• _Material_
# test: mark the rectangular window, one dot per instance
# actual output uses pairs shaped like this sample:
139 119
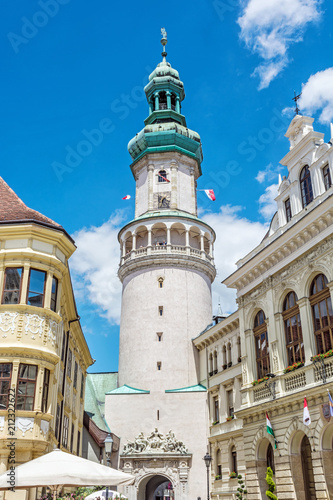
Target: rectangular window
78 443
327 177
26 387
72 438
65 431
82 386
230 399
288 209
54 293
5 378
57 424
75 375
69 364
12 285
46 386
216 409
36 288
63 347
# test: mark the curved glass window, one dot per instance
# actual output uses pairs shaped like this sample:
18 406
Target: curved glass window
322 314
306 186
293 329
262 347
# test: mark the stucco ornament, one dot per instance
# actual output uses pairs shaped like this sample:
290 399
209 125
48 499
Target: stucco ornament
156 442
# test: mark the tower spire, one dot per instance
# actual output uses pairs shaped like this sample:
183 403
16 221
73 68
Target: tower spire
164 41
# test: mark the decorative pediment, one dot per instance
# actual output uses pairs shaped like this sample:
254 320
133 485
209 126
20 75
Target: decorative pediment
155 443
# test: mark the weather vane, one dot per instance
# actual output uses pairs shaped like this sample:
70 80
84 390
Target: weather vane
164 41
296 98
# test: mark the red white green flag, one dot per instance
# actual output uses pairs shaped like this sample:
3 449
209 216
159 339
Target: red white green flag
270 429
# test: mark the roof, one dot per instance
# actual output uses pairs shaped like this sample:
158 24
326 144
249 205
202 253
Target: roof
97 384
126 389
12 208
191 388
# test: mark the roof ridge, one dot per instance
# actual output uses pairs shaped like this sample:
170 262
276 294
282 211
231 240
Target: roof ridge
13 209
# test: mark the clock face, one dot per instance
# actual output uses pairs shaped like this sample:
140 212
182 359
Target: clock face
162 200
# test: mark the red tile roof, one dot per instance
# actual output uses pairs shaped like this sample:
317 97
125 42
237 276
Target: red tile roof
12 208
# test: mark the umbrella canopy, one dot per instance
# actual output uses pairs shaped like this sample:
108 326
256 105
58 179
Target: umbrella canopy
112 495
58 468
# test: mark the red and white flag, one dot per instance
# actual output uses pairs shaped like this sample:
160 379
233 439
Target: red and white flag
306 414
210 193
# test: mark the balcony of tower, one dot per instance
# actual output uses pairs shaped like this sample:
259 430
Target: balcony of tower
182 240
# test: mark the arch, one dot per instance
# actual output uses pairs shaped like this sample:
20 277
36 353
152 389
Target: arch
322 314
178 234
141 236
306 186
148 484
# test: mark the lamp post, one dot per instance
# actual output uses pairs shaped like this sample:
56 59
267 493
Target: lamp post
207 458
108 442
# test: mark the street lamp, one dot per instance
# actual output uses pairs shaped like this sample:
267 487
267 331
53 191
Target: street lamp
207 458
108 442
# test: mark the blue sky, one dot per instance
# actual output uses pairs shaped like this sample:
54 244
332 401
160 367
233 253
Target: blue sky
71 67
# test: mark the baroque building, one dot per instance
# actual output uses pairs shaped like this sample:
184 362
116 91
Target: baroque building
166 269
285 324
44 356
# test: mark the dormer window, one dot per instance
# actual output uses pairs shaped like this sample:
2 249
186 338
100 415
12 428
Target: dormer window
288 209
162 176
327 177
306 186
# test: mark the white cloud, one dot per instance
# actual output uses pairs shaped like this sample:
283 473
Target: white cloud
269 173
235 237
317 95
95 265
269 28
267 203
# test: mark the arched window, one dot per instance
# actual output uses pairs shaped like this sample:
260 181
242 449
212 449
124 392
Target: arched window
218 469
233 460
320 300
293 329
163 100
261 341
306 186
162 176
270 458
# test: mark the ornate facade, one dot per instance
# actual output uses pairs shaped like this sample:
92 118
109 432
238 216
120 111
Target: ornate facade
285 320
44 356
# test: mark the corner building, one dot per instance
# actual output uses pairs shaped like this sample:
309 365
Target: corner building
159 409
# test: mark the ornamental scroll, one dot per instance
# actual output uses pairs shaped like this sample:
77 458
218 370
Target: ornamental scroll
156 442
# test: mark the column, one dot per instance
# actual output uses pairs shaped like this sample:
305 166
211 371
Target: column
150 187
174 185
307 329
168 94
177 104
133 242
25 279
48 290
157 101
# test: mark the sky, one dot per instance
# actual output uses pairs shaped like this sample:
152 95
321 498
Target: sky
73 73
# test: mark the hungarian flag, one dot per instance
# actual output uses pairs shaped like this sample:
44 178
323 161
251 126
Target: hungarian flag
270 429
306 414
210 193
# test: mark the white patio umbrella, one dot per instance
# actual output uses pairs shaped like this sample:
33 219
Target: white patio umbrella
58 469
112 495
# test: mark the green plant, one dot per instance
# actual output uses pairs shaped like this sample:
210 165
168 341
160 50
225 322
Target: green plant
293 367
271 485
241 491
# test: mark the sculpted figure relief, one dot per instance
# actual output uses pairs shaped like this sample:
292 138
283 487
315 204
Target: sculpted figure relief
156 442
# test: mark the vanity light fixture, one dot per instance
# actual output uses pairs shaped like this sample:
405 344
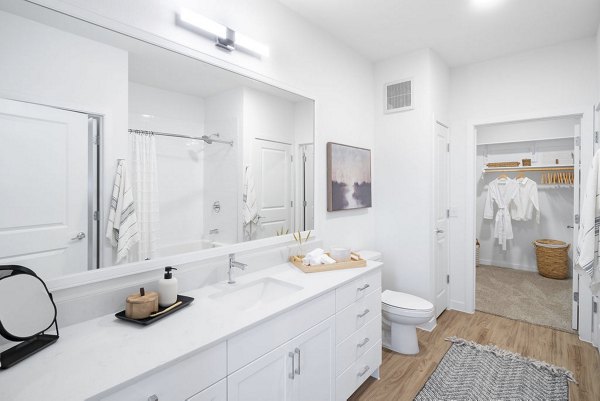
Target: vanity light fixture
226 38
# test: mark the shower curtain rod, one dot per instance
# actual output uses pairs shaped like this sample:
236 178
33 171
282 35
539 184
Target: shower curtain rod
204 138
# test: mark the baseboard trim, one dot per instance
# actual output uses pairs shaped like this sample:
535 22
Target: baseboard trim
429 326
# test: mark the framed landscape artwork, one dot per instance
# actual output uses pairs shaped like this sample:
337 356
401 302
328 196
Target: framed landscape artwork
348 177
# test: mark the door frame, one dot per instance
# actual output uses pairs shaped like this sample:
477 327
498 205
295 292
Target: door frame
433 216
471 190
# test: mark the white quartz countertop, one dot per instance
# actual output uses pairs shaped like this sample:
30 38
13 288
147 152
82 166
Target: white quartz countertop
99 354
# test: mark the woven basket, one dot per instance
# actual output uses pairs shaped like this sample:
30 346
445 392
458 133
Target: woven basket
552 258
503 164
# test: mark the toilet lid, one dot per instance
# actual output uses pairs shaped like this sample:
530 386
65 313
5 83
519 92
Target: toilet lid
405 301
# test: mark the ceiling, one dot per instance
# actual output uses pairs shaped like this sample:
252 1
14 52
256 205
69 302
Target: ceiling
460 31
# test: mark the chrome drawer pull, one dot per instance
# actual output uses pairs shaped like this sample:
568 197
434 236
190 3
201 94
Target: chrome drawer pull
297 351
363 314
365 370
291 375
364 287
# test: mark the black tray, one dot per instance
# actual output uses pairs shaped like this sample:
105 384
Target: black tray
185 301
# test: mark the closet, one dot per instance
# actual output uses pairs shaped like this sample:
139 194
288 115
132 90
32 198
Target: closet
532 167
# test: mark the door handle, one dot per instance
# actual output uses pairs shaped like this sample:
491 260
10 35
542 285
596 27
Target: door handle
297 351
79 236
292 355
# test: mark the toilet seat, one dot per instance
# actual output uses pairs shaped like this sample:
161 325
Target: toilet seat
400 303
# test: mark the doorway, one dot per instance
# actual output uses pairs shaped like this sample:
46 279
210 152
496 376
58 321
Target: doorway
442 214
535 164
48 218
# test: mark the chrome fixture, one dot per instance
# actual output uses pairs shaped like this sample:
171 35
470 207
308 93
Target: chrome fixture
234 263
207 139
225 38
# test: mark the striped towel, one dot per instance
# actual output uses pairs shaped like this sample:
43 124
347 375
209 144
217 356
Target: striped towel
587 244
122 227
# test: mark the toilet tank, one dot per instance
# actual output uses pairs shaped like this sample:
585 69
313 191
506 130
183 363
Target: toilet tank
371 255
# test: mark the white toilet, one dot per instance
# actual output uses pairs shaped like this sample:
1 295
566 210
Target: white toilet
401 314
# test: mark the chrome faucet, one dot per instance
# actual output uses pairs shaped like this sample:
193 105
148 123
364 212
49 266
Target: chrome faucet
234 263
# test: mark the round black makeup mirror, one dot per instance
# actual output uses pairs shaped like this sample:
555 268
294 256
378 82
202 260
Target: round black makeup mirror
27 311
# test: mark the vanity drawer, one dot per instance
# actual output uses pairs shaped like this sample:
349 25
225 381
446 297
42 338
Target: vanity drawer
357 289
216 392
357 344
256 342
177 382
358 372
357 315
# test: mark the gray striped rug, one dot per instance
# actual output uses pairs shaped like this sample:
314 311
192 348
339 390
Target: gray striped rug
471 371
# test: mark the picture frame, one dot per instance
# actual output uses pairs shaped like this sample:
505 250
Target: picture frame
348 177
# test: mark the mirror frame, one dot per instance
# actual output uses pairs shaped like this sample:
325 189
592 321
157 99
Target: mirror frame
129 269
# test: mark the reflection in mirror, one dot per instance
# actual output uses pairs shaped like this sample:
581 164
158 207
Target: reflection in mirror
121 151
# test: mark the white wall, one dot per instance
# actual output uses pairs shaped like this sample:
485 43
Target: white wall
302 56
44 65
403 193
223 167
546 81
180 161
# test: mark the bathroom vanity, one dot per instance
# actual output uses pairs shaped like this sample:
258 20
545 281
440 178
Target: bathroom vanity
277 334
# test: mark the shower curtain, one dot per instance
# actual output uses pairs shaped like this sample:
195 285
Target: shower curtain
145 184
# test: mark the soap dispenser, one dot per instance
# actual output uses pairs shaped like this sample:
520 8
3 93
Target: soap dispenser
167 288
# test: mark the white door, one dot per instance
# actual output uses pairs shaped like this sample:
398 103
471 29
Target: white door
441 208
314 363
44 187
266 379
272 172
308 187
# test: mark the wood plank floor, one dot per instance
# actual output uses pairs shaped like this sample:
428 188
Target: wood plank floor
403 376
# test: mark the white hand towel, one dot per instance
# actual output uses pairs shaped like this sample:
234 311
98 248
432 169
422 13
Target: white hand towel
326 259
250 208
122 227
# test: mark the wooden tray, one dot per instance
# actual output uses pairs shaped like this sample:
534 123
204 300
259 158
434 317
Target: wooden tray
297 261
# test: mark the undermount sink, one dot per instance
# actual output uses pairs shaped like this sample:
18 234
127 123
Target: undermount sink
255 293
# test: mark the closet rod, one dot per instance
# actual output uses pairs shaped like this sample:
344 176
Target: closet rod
517 169
204 138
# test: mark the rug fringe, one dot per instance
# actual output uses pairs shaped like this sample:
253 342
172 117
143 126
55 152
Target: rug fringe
556 370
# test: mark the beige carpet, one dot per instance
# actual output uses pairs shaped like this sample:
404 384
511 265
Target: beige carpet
525 296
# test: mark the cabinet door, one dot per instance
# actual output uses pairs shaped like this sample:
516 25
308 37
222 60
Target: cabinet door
266 379
216 392
314 363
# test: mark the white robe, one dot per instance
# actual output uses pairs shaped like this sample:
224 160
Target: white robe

• _To be done_
Only the lines from the one containing "# test: mark the shower curtain, one" through the end of the material should be reproduced, exactly, with both ends included.

• _Answer for this exercise_
# test: mark the shower curtain, one dot per instance
# actual output uses pairs shaped like this sample:
195 285
Target: shower curtain
145 184
# test: mark the soap dispenser, one dot per instance
# actual output uses pairs shaped like this sample:
520 8
3 93
Target: soap dispenser
167 288
# test: mark the white door, one dot per instance
# actual output uses pairs shaped like this sample:
398 103
471 29
Target: white door
441 208
314 363
44 187
266 379
272 172
308 187
# test: mark the wood plank floor, one dot per instance
# actual output uses pairs shaped like this sample:
428 188
Target: wood plank floor
403 376
# test: mark the white hand towel, one dot per instance
# actual output uses pairs shaped like this sample:
234 311
98 248
432 169
422 13
Target: white hand towel
326 259
250 208
122 227
# test: mark the wooden tray, one dot per instance
# actual output uses pairs shaped like this sample:
534 123
204 300
259 158
434 317
Target: wooden tray
297 261
# test: mark the undermount sink, one dot per instance
# actual output uses pairs shaped like this sample:
18 234
127 123
Target: undermount sink
255 293
# test: mark the closet rod, one dot per instance
# actual output uses pairs shaped like this sample:
344 176
Target: closet rod
517 169
204 138
# test: mark the rug fringe, one dot per instance
# actual output uses pairs shaped like this sample:
253 342
172 117
143 126
55 152
Target: rug fringe
556 370
# test: mark the beige carpet, one dot per instance
# actual output uses pairs shaped like this sample:
404 384
511 265
Target: beige carpet
525 296
# test: mark the cabinet door, one dot per instance
# actual output uses pairs shaped like this sample:
516 25
308 37
222 60
Target: cabinet door
266 379
216 392
314 363
# test: mark the white robe, one dot per instance
# actual output uses pairs shaped like this sample:
224 160
Target: white robe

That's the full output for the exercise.